§ **EXERCISE REQUIREMENTS**: Can you put the lines below into a JSON list of strings, with one string per line and blank lines left out?

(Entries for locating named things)

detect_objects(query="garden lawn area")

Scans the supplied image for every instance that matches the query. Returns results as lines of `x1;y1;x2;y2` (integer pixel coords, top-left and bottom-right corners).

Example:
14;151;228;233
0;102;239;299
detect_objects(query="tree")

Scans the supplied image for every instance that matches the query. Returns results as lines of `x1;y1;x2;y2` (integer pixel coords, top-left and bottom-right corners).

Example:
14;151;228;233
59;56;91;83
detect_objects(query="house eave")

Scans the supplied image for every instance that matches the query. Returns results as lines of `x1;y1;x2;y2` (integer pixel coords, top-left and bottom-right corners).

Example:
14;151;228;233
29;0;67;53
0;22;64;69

§ **CORRECT OUTPUT**:
[
  "detect_objects(query=\"garden lawn area\")",
  "Scans the supplied image for every instance that matches the query. Returns results as lines of `x1;y1;x2;y2` (integer pixel coords, top-left and bottom-right corners).",
  "Example:",
  "14;151;228;233",
  "0;102;239;299",
  "detect_objects(query=\"tree\")",
  "Scans the supplied image for every instance that matches the query. Returns results as lines of `x1;y1;x2;y2` (integer pixel coords, top-left and bottom-right corners).",
  "Example:",
  "14;151;228;233",
  "59;56;91;83",
  "detect_objects(query=\"house eave\")",
  "Scans the supplied image for every instance that matches the query. Returns results as lines of `x1;y1;x2;y2` (integer pixel coords, top-left and bottom-right corners).",
  "Example:",
  "14;151;228;233",
  "29;0;67;53",
  "0;22;64;69"
]